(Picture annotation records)
* Start *

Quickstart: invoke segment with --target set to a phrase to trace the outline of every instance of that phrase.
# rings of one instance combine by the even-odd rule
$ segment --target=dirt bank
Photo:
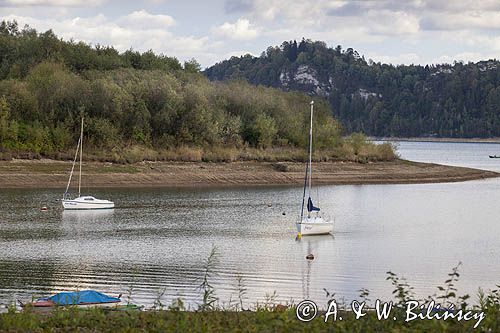
[[[64,188],[70,169],[71,163],[62,161],[1,161],[0,189]],[[84,163],[83,170],[85,187],[300,185],[304,181],[304,164],[289,162],[142,162],[131,165],[89,162]],[[458,182],[500,175],[402,160],[368,164],[323,162],[315,163],[313,170],[315,184]],[[77,177],[73,181],[77,181]]]

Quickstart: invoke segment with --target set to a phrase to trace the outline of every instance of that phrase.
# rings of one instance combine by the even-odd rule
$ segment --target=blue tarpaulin
[[[307,200],[307,211],[309,212],[319,212],[318,207],[314,207],[311,197],[309,197],[309,200]]]
[[[119,302],[120,299],[117,297],[110,297],[104,295],[103,293],[97,292],[95,290],[82,290],[82,291],[71,291],[62,292],[55,294],[47,298],[57,305],[78,305],[78,304],[88,304],[88,303],[112,303]]]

* End *

* **Do this**
Can you copy every line of the records above word for word, leaving the pictures out?

* **Worked answer**
Quickstart: invoke segment with --target set to a phrase to trace the outline of every instance of that phrase.
# rings of one instance combine by the even-odd rule
$ segment --target=dirt bank
Photo:
[[[64,188],[70,169],[71,163],[62,161],[1,161],[0,189]],[[84,163],[83,170],[85,187],[300,185],[304,181],[304,164],[289,162],[142,162],[131,165],[89,162]],[[458,182],[500,175],[402,160],[368,164],[323,162],[315,163],[313,170],[315,184]],[[77,177],[73,181],[77,181]]]

Quickstart: invoke segment with --target set to a phrase to trace the outline of every instance of that phrase.
# rings of one instance combine by the even-odd rule
$ segment --target=blue tarpaulin
[[[307,200],[307,211],[309,212],[319,212],[318,207],[314,207],[311,197],[309,197],[309,200]]]
[[[119,302],[120,299],[117,297],[110,297],[104,295],[103,293],[97,292],[95,290],[82,290],[82,291],[71,291],[62,292],[55,294],[47,298],[57,305],[78,305],[78,304],[88,304],[88,303],[112,303]]]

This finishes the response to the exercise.